STATED GOAL 1 —
Summarize the passage on media coverage of women leaders' clothing in two sentences.

GIVEN TEXT —
It is necessary to recall three famous incidents that illustrate the absurdity and pervasive nature of this behaviour. The first is that of former German Chancellor Angela Merkel, counted among the most powerful politicians in the world. During an interview, she was asked about her clothing. The journalist pointed out that she often wears similar suits, as if this were significant news. Merkel replied with great composure, confidence, and boldness. She said: 'I am not a model girl. I am a politician.' Her words shattered the premise—she challenged the very foundation of the question. Her argument was that the question of clothing, whether its quantity or style, has no relevance to the foundations of politics. Furthermore, she demonstrated that asking such questions is against media ethics, because they neither serve the public's right to information nor relate to any notable policy or performance.
Benazir Bhutto and Hina Rabbani Khar
The second incident is from our own society, and perhaps even more painful because it is associated with one of our great leaders. Benazir Bhutto, the first woman prime minister of the Muslim world, was a personality whose political insight, sacrifices, and connection with the people are part of history. But during her tenure and afterward, certain circles of the media targeted her simple and modest clothing for criticism. She was accused of being allegedly careless about her dress—as if this carelessness were a political crime. Benazir Bhutto spent her entire life in public service, endured the darkness of prisons, suffered the hardships of exile, and ultimately sacrificed her life. Rarely was there as deep a discussion of her political decisions, her democratic struggle, or her visionary leadership as there was of her dupatta, or the colour and fabric of her shalwar kameez and Tasbeh. It was not only inappropriate but tragic that a woman prime minister had to be endured for her outward simplicity rather than her capabilities.
The issue is that when a male leader wears simple clothing, it is interpreted as humility and approachability, but when a woman does the same, it is seen as carelessness or deficiency. Benazir Bhutto's case is the worst example of this double standard.
The third incident further reinforces this same absurdity. When Pakistan's former foreign minister Hina Rabbani Khar visited India, at a time when relations between two nuclear powers were extremely delicate and important negotiations were underway, the media's focus, instead of being on her diplomatic skills or her stance, centred on her clothing and her handbag. A beautiful and confident woman foreign minister, representing her nation, was subjected not to serious questions but to hearing how much her bag cost and why she wore a dupatta of a particular colour. These questions were not only a violation of professional ethics but also ignored the fact that Hina Rabbani Khar was on a highly important diplomatic mission. Her clothing and bag were no measure of her diplomatic capabilities, yet the media turned these very things into news. Perhaps even more painful was that such attention conveyed the message that to understand a woman's capability, one must first scrutinise her physical appearance—as if a woman cannot be serious until she dresses according to male standards.

STATED GOAL 2 —
Transcribe the records between the line holding "the woman's sunglasses" and the line holding "[(182, 147)]", inclusive, without any changes.

[Records for pointing]
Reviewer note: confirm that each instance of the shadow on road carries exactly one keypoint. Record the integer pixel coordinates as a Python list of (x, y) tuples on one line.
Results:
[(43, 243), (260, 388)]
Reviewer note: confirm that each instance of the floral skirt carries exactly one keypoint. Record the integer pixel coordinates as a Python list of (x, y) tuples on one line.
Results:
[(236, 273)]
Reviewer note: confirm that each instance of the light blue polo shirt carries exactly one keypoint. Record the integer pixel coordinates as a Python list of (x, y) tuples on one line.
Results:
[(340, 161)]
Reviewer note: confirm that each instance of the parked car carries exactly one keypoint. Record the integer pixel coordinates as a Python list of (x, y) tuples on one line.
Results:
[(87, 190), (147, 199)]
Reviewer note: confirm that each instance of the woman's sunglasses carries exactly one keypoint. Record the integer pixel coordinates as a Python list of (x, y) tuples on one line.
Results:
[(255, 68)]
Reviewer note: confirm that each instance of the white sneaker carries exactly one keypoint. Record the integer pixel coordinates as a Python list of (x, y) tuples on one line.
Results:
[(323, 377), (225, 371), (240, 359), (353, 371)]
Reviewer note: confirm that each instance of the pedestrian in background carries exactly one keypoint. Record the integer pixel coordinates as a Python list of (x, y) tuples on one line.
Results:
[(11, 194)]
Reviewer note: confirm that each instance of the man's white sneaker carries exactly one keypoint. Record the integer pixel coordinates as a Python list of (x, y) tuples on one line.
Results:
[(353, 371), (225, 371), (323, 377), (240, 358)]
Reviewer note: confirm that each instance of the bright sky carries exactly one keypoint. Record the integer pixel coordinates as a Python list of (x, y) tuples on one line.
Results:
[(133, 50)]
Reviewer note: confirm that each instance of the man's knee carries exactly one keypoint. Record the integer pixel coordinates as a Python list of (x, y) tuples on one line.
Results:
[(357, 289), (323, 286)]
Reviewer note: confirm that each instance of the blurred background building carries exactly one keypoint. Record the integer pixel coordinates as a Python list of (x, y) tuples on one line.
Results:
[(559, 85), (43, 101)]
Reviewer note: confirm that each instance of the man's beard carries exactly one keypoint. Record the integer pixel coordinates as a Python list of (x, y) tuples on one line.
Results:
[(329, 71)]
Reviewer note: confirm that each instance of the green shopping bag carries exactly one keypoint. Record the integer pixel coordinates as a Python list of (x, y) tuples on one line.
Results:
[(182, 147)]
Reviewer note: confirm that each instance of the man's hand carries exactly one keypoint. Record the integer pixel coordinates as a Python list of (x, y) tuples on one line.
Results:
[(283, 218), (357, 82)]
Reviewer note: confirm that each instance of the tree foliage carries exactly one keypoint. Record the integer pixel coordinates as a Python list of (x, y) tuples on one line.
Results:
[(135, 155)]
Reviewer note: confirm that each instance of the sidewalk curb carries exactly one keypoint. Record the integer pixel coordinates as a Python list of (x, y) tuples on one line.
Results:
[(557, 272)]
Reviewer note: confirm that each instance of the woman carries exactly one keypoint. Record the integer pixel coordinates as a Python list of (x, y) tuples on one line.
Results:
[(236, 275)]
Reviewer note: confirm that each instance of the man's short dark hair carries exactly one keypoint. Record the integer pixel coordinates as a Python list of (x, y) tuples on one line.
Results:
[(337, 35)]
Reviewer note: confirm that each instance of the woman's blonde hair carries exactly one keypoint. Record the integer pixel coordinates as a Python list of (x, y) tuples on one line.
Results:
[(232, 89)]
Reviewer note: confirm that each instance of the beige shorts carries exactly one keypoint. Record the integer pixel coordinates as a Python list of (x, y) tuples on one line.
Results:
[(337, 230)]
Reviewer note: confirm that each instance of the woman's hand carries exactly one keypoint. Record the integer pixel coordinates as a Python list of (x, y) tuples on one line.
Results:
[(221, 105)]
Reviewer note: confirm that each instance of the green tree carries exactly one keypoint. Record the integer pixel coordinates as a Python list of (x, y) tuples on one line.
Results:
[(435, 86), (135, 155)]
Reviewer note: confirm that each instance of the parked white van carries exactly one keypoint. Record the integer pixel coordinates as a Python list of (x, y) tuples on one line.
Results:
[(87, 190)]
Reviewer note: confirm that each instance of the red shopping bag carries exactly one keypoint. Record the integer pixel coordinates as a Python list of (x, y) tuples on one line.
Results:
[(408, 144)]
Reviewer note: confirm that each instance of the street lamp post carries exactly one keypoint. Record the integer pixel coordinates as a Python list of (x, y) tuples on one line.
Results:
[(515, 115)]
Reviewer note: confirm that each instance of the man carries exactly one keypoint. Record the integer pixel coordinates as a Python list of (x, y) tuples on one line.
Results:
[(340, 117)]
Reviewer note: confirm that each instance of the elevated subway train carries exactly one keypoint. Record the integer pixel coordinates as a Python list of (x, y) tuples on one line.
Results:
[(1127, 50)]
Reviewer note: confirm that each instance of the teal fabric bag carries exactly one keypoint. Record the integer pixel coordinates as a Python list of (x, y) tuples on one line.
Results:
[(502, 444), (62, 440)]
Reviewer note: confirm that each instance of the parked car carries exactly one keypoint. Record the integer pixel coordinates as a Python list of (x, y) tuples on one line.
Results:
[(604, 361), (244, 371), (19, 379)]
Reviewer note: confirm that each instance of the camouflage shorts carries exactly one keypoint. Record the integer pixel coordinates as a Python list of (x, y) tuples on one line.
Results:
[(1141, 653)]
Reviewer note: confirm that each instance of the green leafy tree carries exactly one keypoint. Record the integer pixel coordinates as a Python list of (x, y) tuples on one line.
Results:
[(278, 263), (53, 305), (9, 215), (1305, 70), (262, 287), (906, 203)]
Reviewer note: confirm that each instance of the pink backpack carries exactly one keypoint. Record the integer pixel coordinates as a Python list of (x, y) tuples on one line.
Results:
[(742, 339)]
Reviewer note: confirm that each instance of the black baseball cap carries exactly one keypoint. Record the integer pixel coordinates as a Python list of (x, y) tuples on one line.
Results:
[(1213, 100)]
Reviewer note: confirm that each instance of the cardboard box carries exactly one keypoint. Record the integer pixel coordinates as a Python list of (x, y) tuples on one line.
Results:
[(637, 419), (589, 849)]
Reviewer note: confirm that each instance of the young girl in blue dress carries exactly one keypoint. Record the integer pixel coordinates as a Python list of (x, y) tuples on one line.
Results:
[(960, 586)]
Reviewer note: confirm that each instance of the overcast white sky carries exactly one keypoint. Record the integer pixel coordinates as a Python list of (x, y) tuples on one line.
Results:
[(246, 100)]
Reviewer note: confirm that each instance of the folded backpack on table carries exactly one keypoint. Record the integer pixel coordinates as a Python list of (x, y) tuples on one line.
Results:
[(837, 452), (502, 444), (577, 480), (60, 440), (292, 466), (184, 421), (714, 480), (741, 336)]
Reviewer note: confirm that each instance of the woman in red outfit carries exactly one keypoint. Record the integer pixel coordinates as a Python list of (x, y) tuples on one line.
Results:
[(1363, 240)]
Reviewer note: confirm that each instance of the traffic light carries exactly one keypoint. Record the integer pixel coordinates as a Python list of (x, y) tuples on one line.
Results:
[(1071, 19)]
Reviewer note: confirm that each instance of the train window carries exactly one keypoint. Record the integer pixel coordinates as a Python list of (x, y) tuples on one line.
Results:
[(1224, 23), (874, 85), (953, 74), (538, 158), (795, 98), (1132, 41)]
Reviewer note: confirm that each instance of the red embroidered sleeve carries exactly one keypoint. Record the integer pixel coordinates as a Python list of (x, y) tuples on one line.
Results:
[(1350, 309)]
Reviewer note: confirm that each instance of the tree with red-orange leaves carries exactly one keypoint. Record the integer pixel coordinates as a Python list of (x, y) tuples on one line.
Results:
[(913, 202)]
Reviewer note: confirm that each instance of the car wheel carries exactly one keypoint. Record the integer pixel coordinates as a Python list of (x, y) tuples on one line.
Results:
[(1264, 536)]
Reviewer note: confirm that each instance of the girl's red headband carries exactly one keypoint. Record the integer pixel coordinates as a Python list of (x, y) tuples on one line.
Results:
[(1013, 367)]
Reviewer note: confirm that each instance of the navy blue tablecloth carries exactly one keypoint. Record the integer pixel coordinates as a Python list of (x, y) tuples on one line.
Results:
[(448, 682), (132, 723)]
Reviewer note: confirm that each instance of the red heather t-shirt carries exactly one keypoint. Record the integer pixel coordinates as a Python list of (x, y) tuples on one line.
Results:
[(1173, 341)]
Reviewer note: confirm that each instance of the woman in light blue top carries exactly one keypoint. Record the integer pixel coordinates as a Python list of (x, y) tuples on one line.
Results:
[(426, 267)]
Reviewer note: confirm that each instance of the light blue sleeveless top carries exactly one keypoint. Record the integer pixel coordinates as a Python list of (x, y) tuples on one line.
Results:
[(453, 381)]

COMPLETE OUTPUT 1 —
The passage recalls three incidents in which media attention fell on women leaders' clothing. Angela Merkel rejected a question about her similar suits by saying she was a politician, not a model girl, while Benazir Bhutto's modest dress drew more discussion than her political decisions and Hina Rabbani Khar's clothing and handbag overshadowed her diplomatic skills during delicate negotiations in India.

COMPLETE OUTPUT 2 —
Reviewer note: confirm that each instance of the woman's sunglasses carries exactly one keypoint. Record the integer pixel coordinates as a Python list of (x, y) tuples on one line.
Results:
[(255, 68)]
Reviewer note: confirm that each instance of the white sneaker carries exactly one keypoint. Record the integer pixel coordinates as a Python list of (x, y) tuples on one line.
Results:
[(323, 377), (225, 371), (240, 359), (353, 371)]
Reviewer note: confirm that each instance of the pedestrian in background carries exactly one keypoint. Record the integer pixel coordinates as a Python list of (x, y) tuples on one line.
Results:
[(11, 194)]
Reviewer note: confirm that each instance of the man's white sneaker carries exactly one keypoint. Record the integer pixel coordinates as a Python list of (x, y) tuples on one line.
Results:
[(353, 371), (225, 371), (323, 377), (240, 358)]
Reviewer note: confirm that each instance of the bright sky carries exactly one keypoint. Record the integer pixel coordinates as a Python list of (x, y) tuples on one line.
Results:
[(133, 50)]
Reviewer note: confirm that each instance of the man's knee carries exactly one keypoint. Record the integer pixel coordinates as a Python list of (x, y) tuples on one line.
Results:
[(357, 289), (323, 286)]
Reviewer note: confirm that each instance of the blurred background building carries exactly one keypoint. Record the integer pixel coordinates as a Python list of (x, y) tuples on one line.
Results:
[(559, 85), (43, 101)]
Reviewer note: confirm that each instance of the man's beard carries exactly one keypoint. Record the integer pixel coordinates as a Python list of (x, y) tuples on one line.
Results:
[(329, 71)]
Reviewer note: confirm that each instance of the green shopping bag carries exactly one keypoint. Record the integer pixel coordinates as a Python list of (x, y) tuples on one line.
Results:
[(182, 147)]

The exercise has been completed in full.